The entries that follow should be written out exactly.

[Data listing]
===============

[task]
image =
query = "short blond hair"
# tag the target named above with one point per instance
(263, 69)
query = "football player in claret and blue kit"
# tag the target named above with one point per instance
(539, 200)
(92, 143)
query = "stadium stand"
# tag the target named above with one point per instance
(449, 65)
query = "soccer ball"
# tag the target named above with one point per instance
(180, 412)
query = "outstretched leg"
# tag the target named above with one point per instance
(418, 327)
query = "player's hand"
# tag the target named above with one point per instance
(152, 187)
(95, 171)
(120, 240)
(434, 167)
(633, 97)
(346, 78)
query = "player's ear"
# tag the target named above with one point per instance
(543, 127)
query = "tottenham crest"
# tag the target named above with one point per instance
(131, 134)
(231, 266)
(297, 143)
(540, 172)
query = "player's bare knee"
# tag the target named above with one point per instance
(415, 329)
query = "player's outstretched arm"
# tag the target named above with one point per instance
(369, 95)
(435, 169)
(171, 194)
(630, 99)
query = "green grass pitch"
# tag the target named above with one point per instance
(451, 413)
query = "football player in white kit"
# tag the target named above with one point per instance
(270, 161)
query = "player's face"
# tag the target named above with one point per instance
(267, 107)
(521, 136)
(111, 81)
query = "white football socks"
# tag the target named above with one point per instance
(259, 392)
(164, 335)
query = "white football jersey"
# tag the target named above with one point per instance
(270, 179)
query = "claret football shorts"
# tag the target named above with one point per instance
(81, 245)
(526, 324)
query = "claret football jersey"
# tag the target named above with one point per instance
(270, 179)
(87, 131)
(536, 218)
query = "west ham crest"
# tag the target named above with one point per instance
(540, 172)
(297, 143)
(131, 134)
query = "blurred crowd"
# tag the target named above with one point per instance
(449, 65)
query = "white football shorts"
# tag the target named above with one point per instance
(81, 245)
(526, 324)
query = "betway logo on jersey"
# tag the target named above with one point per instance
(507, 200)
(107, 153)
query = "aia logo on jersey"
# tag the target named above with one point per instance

===============

**Problem solution**.
[task]
image =
query = "short blond hair"
# tag the target named above with one point per instance
(263, 69)
query = "football player in claret and blue kit"
# tag the target named above with one point per instance
(539, 200)
(92, 143)
query = "stadium stand"
# tag the target named above with one point per instance
(449, 65)
query = "soccer ball"
# tag the target named above with one point per instance
(180, 412)
query = "outstretched leg"
# tag the target named above with one point per instance
(418, 327)
query = "player's hand"
# tag the target named above with one point per instance
(152, 187)
(95, 171)
(120, 240)
(434, 167)
(633, 97)
(346, 78)
query = "player's ear"
# tag the target named above with one point per instance
(543, 127)
query = "tottenham crest"
# tag the target named above with one point per instance
(131, 134)
(231, 266)
(297, 143)
(540, 172)
query = "player's bare knee"
# tag the target named above with one point per instance
(415, 329)
query = "player's outstretched arm"
# tag the target named above with one point per instance
(369, 95)
(435, 169)
(171, 194)
(630, 99)
query = "green grass pitch"
# tag the target named above with one point per instance
(451, 413)
query = "football player in white kit"
# tag the target named above with one point per instance
(270, 161)
query = "player's face"
# tag the target named above with one point per instance
(267, 107)
(521, 136)
(111, 81)
query = "white football socks"
# tag the target named above with one point per instance
(259, 392)
(164, 335)
query = "white football jersey"
# tag the target named above with one point per instance
(270, 179)
query = "claret football shorts"
# tag the target named above with one point per instance
(81, 245)
(526, 324)
query = "claret football jersey"
# tag the target named above with one point per instance
(270, 179)
(87, 131)
(536, 218)
query = "west ham crest"
# tag the target named above with one point per instance
(540, 172)
(297, 143)
(131, 134)
query = "blurred crowd"
# tag the target named above with one point per instance
(449, 65)
query = "white football shorts"
# tag the target named above with one point per instance
(81, 245)
(526, 324)
query = "betway logo on jersey"
# tag the target named above with one point per instance
(507, 200)
(107, 153)
query = "aia logo on jersey"
# tag the target named above with one point per instance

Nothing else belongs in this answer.